Task to complete: Rewrite every line of the items, not only the answers, from the start through the line with "x=443 y=119", adding 88 to each coordinate in the answers. Leave the pictures out.

Available records:
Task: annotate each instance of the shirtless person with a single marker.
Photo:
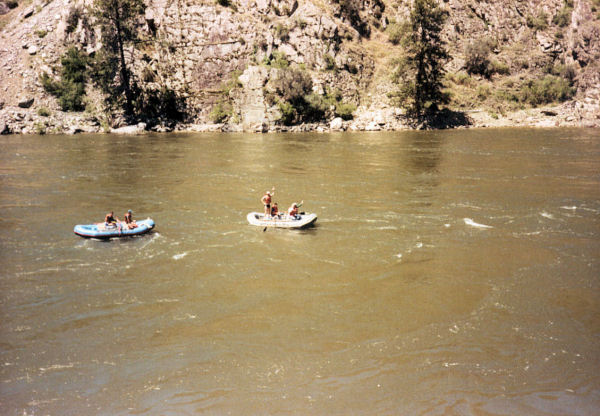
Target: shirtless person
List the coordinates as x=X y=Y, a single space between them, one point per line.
x=110 y=220
x=266 y=200
x=129 y=221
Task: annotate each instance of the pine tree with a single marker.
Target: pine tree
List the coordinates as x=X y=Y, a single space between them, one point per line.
x=117 y=20
x=420 y=72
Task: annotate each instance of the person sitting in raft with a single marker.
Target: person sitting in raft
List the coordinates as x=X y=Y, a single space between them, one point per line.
x=275 y=210
x=110 y=220
x=293 y=211
x=129 y=221
x=266 y=200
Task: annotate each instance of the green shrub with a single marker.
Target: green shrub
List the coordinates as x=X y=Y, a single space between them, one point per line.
x=546 y=90
x=70 y=89
x=282 y=32
x=345 y=110
x=395 y=33
x=329 y=62
x=221 y=112
x=477 y=58
x=288 y=113
x=40 y=127
x=539 y=22
x=483 y=91
x=292 y=85
x=563 y=17
x=43 y=112
x=500 y=68
x=160 y=103
x=75 y=14
x=278 y=60
x=567 y=72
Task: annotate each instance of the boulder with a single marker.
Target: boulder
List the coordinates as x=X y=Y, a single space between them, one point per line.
x=134 y=129
x=336 y=124
x=373 y=126
x=26 y=102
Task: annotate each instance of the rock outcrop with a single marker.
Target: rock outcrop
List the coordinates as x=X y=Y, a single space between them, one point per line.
x=194 y=47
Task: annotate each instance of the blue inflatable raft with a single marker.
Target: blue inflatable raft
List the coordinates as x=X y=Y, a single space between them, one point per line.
x=100 y=230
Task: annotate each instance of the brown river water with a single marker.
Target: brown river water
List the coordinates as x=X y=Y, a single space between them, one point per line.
x=449 y=273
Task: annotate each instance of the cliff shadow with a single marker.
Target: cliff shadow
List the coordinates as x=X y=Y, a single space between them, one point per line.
x=443 y=119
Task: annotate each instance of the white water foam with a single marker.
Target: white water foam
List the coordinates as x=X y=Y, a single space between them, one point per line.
x=180 y=256
x=472 y=223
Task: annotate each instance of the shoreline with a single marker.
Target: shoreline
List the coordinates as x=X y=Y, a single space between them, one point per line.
x=18 y=120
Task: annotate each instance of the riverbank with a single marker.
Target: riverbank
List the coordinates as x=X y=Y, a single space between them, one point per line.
x=19 y=120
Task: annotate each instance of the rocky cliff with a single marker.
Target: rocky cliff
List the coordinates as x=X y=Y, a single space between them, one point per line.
x=345 y=46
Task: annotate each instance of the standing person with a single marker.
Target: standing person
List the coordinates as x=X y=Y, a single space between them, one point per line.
x=110 y=220
x=128 y=218
x=293 y=210
x=266 y=200
x=274 y=210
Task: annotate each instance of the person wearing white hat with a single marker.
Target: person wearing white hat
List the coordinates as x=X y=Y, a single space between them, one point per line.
x=266 y=200
x=129 y=221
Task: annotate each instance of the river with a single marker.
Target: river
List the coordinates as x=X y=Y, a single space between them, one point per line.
x=449 y=273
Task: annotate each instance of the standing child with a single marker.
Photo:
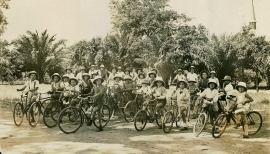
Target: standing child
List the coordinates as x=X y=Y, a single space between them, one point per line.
x=182 y=96
x=74 y=91
x=210 y=96
x=243 y=106
x=31 y=86
x=159 y=92
x=99 y=94
x=193 y=89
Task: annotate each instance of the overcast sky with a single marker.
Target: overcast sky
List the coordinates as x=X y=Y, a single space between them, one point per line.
x=75 y=20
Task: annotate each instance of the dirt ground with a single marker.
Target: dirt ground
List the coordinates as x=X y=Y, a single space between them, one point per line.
x=121 y=137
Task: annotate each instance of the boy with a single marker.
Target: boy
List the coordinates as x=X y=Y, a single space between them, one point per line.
x=99 y=94
x=210 y=96
x=243 y=106
x=182 y=96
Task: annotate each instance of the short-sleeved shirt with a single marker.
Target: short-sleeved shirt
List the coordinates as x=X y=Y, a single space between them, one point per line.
x=192 y=76
x=208 y=93
x=31 y=84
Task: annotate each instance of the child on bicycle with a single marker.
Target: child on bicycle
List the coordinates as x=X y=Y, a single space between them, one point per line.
x=193 y=89
x=31 y=86
x=159 y=92
x=99 y=94
x=210 y=98
x=243 y=106
x=182 y=96
x=74 y=91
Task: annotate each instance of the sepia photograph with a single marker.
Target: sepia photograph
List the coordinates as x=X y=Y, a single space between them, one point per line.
x=134 y=76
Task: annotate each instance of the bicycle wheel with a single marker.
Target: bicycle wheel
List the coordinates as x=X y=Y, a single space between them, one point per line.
x=160 y=117
x=167 y=122
x=105 y=113
x=18 y=114
x=49 y=116
x=200 y=124
x=130 y=110
x=254 y=121
x=70 y=120
x=219 y=126
x=140 y=120
x=34 y=114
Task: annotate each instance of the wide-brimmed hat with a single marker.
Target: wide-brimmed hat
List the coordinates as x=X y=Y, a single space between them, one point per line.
x=183 y=81
x=86 y=74
x=68 y=69
x=192 y=80
x=33 y=72
x=241 y=84
x=73 y=78
x=98 y=77
x=192 y=67
x=227 y=78
x=56 y=74
x=152 y=72
x=145 y=81
x=213 y=72
x=159 y=79
x=141 y=74
x=212 y=81
x=204 y=71
x=65 y=76
x=127 y=77
x=118 y=76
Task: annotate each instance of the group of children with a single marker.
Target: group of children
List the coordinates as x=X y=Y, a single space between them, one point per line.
x=67 y=89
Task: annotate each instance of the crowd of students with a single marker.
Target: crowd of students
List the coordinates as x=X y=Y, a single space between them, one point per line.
x=93 y=84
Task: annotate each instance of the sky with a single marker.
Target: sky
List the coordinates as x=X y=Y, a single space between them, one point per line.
x=76 y=20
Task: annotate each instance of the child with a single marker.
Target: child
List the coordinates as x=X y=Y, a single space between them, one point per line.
x=152 y=75
x=74 y=91
x=159 y=92
x=243 y=106
x=56 y=88
x=192 y=87
x=31 y=86
x=64 y=97
x=99 y=94
x=213 y=75
x=182 y=96
x=210 y=96
x=204 y=81
x=179 y=76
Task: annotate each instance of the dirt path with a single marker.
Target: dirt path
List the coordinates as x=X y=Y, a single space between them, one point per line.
x=121 y=137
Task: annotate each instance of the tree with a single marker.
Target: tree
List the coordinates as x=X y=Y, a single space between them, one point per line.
x=40 y=52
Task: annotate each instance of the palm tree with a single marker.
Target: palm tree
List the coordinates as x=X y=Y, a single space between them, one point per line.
x=39 y=52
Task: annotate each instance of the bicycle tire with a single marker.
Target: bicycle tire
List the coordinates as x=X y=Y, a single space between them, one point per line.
x=140 y=120
x=70 y=120
x=105 y=111
x=167 y=122
x=48 y=119
x=219 y=126
x=18 y=114
x=34 y=114
x=130 y=110
x=200 y=124
x=254 y=120
x=160 y=118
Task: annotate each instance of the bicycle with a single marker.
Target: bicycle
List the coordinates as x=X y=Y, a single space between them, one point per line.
x=132 y=108
x=254 y=121
x=170 y=116
x=72 y=118
x=36 y=109
x=51 y=112
x=201 y=120
x=148 y=113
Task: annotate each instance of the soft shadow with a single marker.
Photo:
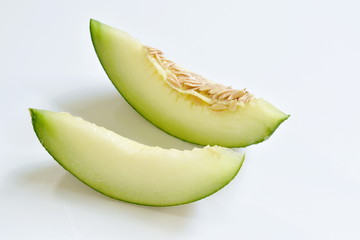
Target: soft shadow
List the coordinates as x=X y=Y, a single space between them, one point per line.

Solution:
Task: annotate each instance of the shirtless person with a single marker.
Photo:
Target: shirtless person
List the coordinates as x=X y=Y, a single space between them, one point per line.
x=198 y=308
x=354 y=288
x=217 y=309
Task: annotate each instance of the pine tree with a single marker.
Target: pine tree
List the coordinates as x=X y=Y, a single space between them, one point per line.
x=205 y=108
x=508 y=160
Task: annotate each instance of the person sitting in raft with a single marker.
Target: person sitting in raft
List the coordinates as x=X y=Y, a single space between them, one point per line.
x=363 y=298
x=198 y=308
x=381 y=299
x=217 y=309
x=354 y=288
Task: annotate each instance of the green shrub with a single marker.
Target: green shrub
List the coordinates as x=X y=Y, a single space between them, one point per line.
x=634 y=178
x=158 y=177
x=370 y=120
x=433 y=198
x=483 y=121
x=417 y=150
x=309 y=200
x=565 y=146
x=376 y=201
x=128 y=215
x=627 y=110
x=571 y=179
x=380 y=173
x=651 y=105
x=131 y=200
x=588 y=156
x=248 y=191
x=163 y=102
x=366 y=148
x=655 y=160
Task: annotate each instance of the boulder with a single marker.
Target: boulder
List the coordinates as x=X y=Y, a single space between them, one point per line.
x=222 y=217
x=424 y=212
x=461 y=214
x=114 y=190
Task: annotate each instance of the rock outcrop with a single marker.
Target: rock outcrop
List the coordinates as x=X y=Y, a single space between them, one point per line.
x=282 y=135
Task: annotate each instance of the blue inflatable raft with a single marker.
Target: blue inflatable raft
List the coordinates as x=X y=Y, a single space between them, one point per line.
x=188 y=318
Task: annotate each instance of the brown river water with a single marker.
Target: brown river water
List the coordinates as x=X y=Y, a single space between them, one point per line.
x=537 y=361
Task: annotate each instance of the cliff shadow with a single marker.
Target: cliff shadow
List the coordinates as x=X y=Y, a single space between them, one point per line.
x=531 y=207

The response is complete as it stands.